## Exercise instructions
- a) From the article on Barney Graham below, list each academic degree Graham earned along with the institution that granted it.
- b) According to the article on Barney Graham, who recruited Graham to develop the Vaccine Research Center within the NIH, and in what year?
- c) State whether each statement agrees with the article on Barney Graham. Support each answer with the deciding words quoted from the article.
(i) Graham is a native of rural Paola, Kansas.
(ii) Bill Gruber '75 is with Moderna.
(iii) Graham pioneered the mRNA vaccine platform.

## Excerpt provided

★ ★ ★ ★ ★

Barney Graham '75 named a Time Hero of the Year for developing COVID-19 vaccine

Barney Graham '75

Rice alumnus Barney Graham '75, a renowned virologist and deputy director of the Vaccine Research Center within the National Institutes of Health (NIH), has been named a 2021 Hero of the Year by Time magazine for his work developing Moderna’s groundbreaking COVID-19 vaccine.

Barney Graham '75
Barney Graham '75 was honored for his work developing the groundbreaking COVID-19 vaccines. (Photo courtesy of Barney Graham)

Gracing one of four covers of Time’s December issue along with three fellow COVID-19 vaccine researchers, including his NIH colleague Kizzmekia Corbett, Graham was recognized for his years of work on “structure-based” vaccine design. That work set the stage for the rapid development of the Moderna-NIH vaccine and many of the other successful COVID-19 vaccines that have now saved countless lives around the globe.

“Most scientists never get to see their product actually used,” Graham told Time. “To watch the evening news and see the relief from health care providers who were getting immunized, to see people in the clinic at NIH being vaccinated and being so relieved and so grateful — those were special moments.”

Time Heroes of the Year 2021 Cover
Graham and his fellow Heroes were honored on a cover of Time's latest issue. (Courtesy of Time, photos by Mattia Balsamini)

A native of rural Paola, Kansas, Graham graduated from Rice with a bachelor's degree in biology. He later earned his M.D. at the University of Kansas School of Medicine and a Ph.D. in microbiology and immunology from Vanderbilt University. Graham was then recruited by Anthony Fauci to develop the Vaccine Research Center within the NIH in 2000.

Noted vaccine scientist Peter Hotez, the dean of Baylor College of Medicine’s National School of Tropical Medicine and a fellow in disease and poverty at Rice's Baker Institute for Public Policy, called Graham “(a) pioneer in viral immunology and vaccine development.” Hotez’s comments came in a Rice Magazine story detailing the contributions Graham and fellow alumnus Bill Gruber '75 of Pfizer made toward ending the coronavirus pandemic.

Graham’s strategy — developing a vaccine that could take aim at the spike protein of the virus that causes COVID-19 before it attaches to healthy cells — was one of two key developments that led to the fastest development of a mass-produced vaccine in history. The other was the mRNA vaccine platform pioneered by Graham’s fellow Time Heroes Katalin Karikó and Drew Weissman.

According to Time, Graham was surrounded by family, including his grandchildren, when he received the news in November 2020 that a highly effective COVID-19 vaccine created due in large part to his decades of research would soon be made available to the public.

“We pretty much had a group hug and then I went back to work,” Graham told Time. “After those 10 months of working all the time … and trying to get to an end point, just the relief to know that we had something that might make a difference was the thing that was most meaningful to me.”

★ ★ ★ ★ ★

## Referring expression grounding data
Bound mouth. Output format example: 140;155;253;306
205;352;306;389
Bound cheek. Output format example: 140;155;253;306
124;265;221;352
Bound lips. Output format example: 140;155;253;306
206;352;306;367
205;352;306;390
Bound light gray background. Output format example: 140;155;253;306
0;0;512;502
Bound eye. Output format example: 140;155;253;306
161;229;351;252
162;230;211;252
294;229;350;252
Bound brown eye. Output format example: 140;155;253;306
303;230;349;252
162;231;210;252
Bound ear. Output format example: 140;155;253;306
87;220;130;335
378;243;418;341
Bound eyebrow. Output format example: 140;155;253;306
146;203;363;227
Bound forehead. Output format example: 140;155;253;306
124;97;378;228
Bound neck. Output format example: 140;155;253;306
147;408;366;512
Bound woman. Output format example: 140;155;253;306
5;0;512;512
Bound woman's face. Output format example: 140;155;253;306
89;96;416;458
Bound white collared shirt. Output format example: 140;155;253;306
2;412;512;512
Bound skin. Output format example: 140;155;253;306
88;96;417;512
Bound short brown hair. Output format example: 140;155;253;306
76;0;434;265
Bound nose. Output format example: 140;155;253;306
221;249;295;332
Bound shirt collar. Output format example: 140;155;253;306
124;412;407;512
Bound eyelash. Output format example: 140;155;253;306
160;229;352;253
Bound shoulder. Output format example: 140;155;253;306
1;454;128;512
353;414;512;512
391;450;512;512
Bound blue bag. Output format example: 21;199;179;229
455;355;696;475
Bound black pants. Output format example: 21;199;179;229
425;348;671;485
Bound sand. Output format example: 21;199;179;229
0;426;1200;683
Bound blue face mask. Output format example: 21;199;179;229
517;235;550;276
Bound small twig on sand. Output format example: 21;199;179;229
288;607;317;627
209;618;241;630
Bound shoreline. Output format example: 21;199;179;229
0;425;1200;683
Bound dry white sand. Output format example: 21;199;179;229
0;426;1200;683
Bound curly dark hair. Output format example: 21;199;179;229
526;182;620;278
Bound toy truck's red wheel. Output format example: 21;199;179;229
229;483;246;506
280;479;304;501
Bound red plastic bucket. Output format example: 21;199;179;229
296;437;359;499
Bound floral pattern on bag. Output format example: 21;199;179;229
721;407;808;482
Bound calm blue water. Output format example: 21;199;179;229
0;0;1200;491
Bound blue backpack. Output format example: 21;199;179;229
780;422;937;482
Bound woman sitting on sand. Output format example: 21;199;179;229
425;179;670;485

★ ★ ★ ★ ★

## Task-by-task results
- a)
- Bachelor's degree in biology: Rice
- M.D.: University of Kansas School of Medicine
- Ph.D. in microbiology and immunology: Vanderbilt University

- b) Anthony Fauci recruited him in 2000.

- c)
(i) Yes: "A native of rural Paola, Kansas, Graham graduated from Rice with a bachelor's degree in biology."
(ii) No: "fellow alumnus Bill Gruber '75 of Pfizer"
(iii) No: "The other was the mRNA vaccine platform pioneered by Graham’s fellow Time Heroes Katalin Karikó and Drew Weissman."